وَمَا خَلَقْتُ الْجِنَّ وَالْاِنْسَ اِلَّا لِيَعْبُدُونِ

Bu âyet-i uzmanın sırrıyla, insanın bu dünyaya gönderilmesinin hikmeti ve gayesi; Hâlık-ı kâinat’ı tanımak ve ona iman edip ibadet etmektir. Ve o insanın vazife-i fıtratı ve farîza-i zimmeti, marifetullah ve iman-ı billahtır ve iz’an ve yakîn ile vücudunu ve vahdetini tasdik etmektir.

Evet, fıtraten daimî bir hayat ve ebedî yaşamak isteyen ve hadsiz emelleri ve nihayetsiz elemleri bulunan bîçare insana, elbette o hayat-ı ebediyenin üssü’l-esası ve anahtarı olan iman-ı billah ve marifetullah ve vesilelerinden başka olan şeyler ve kemalâtlar, o insana nisbeten aşağıdır. Belki çoğunun kıymetleri yoktur.

Risale-i Nur’da bu hakikat kuvvetli bürhanlarla ispat edildiğinden, bu hakikati Risale-i Nur’a havale ederek yalnız o yakîn-i imanîyi bu asırda sarsan ve tereddüt veren iki vartayı dört mesele içinde beyan ederiz.

(7. Şua)


Sâlisen: Bu cümlenin Kur’an’ın başlangıcı olan Fatiha Suresi’ne “fatiha” yani başlangıç yapılması neye binaendir?

Cevap: Kâinatın ve dolayısıyla insanların hilkatindeki hikmet ve gaye وَمَا خَلَقْتُ الْجِنَّ وَالْاِنْسَ اِلَّا لِيَعْبُدُونِ ferman-ı celilince ibadettir. Hamd ise ibadetin icmalî bir sureti ve küçük bir nüshasıdır. اَلْحَمْدُ لِلّٰهِ ın bu makamda zikri, hilkatin gayesini tasavvur etmeye işarettir.

(Fatiha, İşarat-ül İ'caz)


اِعْلَمْ Ey müslümanları dünyaya davet eden gafil! Bil ki; hata ediyorsun!.. Evet ey gafil, zannediyor musun ki, insandan bizzat istenen şey, yalnız dünyanın imareti; ve sanayiin ihtiraı; ve rızkı tahsil; ve saire gibi dünyaya ait şeylerdir. Halbuki, emr-i "kâf ve nûn" mabeyninde olan sahib-ül mülk, ins ve cinni kendisine ibadet etmek için yarattığına; ve insan ve hayvanın rızkını kendisi taahhüd ettiğine dair olan fermanına; hem de vücud ve kevn ve vaki'de olan her şey ve fıtrat-ı insaniye techizatının dahi tasdik ettiği olan şu âyetlerine bak:

وَمَا خَلَقْتُ الْجِنَّ وَاْلاِنْسَ اِلَّا لِيَعْبُدُونِ

وَكَاَيِّنْ مِنْ دَابَّةٍ لَا تَحْمِلُ رِزْقَهَا اَللّٰهُ يَرْزُقُهَا وَاِيَّاكُمْ

Yahut acaba zu'm ediyor musun ki; seni sun'-u Hâlıkanesiyle yapan ve her zaman vücudunun tazelenmesiyle daima seni ve sende değişmekte olan zerrat-ı vücudunu san'at içinde halkeden bir zat, onun nizam-ı mülkü içinde senin yaptığın tasniatına veya kendi tasarrufatı içindeki faaliyetinde senin tavassutuna muhtaç olsun?!.

Ham Veri:
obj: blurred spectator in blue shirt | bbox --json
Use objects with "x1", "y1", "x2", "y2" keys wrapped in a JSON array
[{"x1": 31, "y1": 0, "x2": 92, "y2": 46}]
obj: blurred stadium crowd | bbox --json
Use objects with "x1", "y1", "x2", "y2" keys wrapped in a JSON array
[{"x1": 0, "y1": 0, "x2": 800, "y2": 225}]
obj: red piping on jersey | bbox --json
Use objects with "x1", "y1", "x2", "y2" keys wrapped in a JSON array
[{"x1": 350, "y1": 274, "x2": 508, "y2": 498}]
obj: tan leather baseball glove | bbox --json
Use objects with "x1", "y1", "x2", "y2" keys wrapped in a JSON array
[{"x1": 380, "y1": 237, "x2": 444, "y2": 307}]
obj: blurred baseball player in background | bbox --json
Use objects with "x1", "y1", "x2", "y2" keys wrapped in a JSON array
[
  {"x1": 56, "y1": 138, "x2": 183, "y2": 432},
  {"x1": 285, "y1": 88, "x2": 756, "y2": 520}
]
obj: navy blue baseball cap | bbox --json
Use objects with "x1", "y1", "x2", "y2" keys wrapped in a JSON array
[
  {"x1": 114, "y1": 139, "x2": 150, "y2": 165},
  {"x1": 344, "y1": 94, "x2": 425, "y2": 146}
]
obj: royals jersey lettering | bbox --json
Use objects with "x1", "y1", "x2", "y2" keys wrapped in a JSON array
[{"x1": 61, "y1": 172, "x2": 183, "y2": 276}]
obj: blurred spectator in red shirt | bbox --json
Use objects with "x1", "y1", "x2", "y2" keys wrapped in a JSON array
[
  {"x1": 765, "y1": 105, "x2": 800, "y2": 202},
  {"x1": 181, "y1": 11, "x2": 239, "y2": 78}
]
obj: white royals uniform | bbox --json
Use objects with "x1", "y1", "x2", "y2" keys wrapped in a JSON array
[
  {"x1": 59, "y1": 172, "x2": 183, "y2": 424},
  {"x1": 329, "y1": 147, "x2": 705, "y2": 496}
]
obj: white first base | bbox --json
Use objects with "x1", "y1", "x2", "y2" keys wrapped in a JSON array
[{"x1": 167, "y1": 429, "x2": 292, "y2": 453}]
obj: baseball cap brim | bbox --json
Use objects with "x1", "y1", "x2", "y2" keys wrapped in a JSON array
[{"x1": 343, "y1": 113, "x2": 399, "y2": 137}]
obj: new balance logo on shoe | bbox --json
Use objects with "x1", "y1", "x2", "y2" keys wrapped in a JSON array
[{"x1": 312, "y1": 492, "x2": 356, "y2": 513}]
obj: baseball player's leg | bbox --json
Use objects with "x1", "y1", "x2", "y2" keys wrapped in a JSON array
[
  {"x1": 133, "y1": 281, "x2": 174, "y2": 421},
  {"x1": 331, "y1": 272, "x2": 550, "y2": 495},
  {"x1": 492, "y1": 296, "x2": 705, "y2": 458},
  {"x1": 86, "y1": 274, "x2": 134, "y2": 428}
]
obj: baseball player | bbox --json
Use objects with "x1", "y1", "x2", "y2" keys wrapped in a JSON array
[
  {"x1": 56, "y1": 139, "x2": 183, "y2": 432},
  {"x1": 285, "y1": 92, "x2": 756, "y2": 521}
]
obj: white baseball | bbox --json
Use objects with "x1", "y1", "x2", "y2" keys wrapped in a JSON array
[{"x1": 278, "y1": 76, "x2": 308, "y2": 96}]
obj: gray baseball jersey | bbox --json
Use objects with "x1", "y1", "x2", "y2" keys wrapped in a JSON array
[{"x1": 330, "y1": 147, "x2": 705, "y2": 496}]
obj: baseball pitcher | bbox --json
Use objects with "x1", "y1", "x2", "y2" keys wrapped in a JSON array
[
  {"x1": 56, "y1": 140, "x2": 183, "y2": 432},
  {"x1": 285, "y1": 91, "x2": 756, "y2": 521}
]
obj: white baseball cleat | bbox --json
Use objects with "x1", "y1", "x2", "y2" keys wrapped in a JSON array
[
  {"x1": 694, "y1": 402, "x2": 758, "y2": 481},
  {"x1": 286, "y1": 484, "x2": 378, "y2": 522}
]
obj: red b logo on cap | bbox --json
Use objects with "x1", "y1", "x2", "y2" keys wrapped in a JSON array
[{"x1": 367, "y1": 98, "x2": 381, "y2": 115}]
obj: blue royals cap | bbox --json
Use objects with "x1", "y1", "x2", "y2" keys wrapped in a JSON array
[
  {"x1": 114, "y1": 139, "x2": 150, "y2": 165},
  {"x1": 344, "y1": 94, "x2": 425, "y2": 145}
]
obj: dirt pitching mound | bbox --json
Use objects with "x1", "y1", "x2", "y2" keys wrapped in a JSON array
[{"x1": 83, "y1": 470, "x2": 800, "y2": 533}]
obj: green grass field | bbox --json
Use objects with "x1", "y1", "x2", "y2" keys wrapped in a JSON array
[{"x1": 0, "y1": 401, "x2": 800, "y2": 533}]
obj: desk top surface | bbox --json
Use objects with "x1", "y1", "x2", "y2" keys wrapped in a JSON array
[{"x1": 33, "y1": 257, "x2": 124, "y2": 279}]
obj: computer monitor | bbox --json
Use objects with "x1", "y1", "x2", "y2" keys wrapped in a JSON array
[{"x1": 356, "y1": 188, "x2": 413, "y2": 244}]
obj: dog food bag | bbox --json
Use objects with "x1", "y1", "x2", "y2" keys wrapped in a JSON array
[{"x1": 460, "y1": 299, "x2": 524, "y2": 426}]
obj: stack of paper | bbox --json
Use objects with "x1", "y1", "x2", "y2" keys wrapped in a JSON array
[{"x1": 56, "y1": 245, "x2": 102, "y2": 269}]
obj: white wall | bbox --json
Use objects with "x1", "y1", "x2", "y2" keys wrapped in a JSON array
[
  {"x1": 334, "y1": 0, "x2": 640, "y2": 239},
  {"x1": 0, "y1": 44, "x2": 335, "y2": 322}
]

Yönergeler:
a – Kayıtlarda "spectator" kelimesini içeren her satırı göster; büyük-küçük harf ayrımı dikkate alınsın.
b – Yaratılışın gayesi olarak ibadeti anlatan metni kaldığı yerden sürdür.
Metin ile kayıtlar birbirinden farklı kaynaklardan alınmıştır.

Beklenen Sonuçlar:
a –
obj: blurred spectator in blue shirt | bbox --json
obj: blurred spectator in red shirt | bbox --json

b –
Evet, beşerin eliyle yapılan bütün masnuat, bir tek ağacın, yahut tek bir arının hilkatına veyahut bir tek gözün veya bir lisanın san'atına müsavi gelmediğini görmüyor musun?

(Zühre, Mesnevi-i N. (Badıllı))


وَمَا خَلَقْتُ الْجِنَّ وَاْلاِنْسَ اِلَّا لِيَعْبُدُونِ

(âyetinin gizli hazinelerinden bir tek cevheresinin beyanındadır.)

اِعْلَمْ Ey kendi nefsini ve vazife-i hayatını unutmuş ve insanın hikmet-i hilkatından gafil olmuş; ve Sani-i Hakîm'in şu müzeyyen masnuat içinde vaz' ettiği manalardan cahil kalmış Said! Bil ki: Şu âlemin binasının ve insan âleminin ona idhal edilmesinin meselini bilmek istersen, şu temsilî hikâyeyi dinle. Şöyle ki:

Bir zaman bir sultan varmış, onun pek çok esnaf-ı cevahirle dolu hazineleri varmış. Hem onun pek çok gizli defineleri varmış, hem sanayi-i garibede çok maharet ve ıttılaı varmış. Hem sayısız fünun-u acibeye ve hadsiz ulûm-u garibeye ilim ve marifeti varmış.

İşte o melik-i zîşan istedi ki; haşmet-i saltanatını ve servetinin şa'şaasını ve san'atının hârikalarını ve marifetinin garibelerini bütün herkesin başı üstünde izhar etsin. Yani kendi manevî kemal, cemal ve celalini iki vechile müşahede etsin:

Bir vechi: Bizzat kendi nazar-ı dakaik-âşinasıyla görsün.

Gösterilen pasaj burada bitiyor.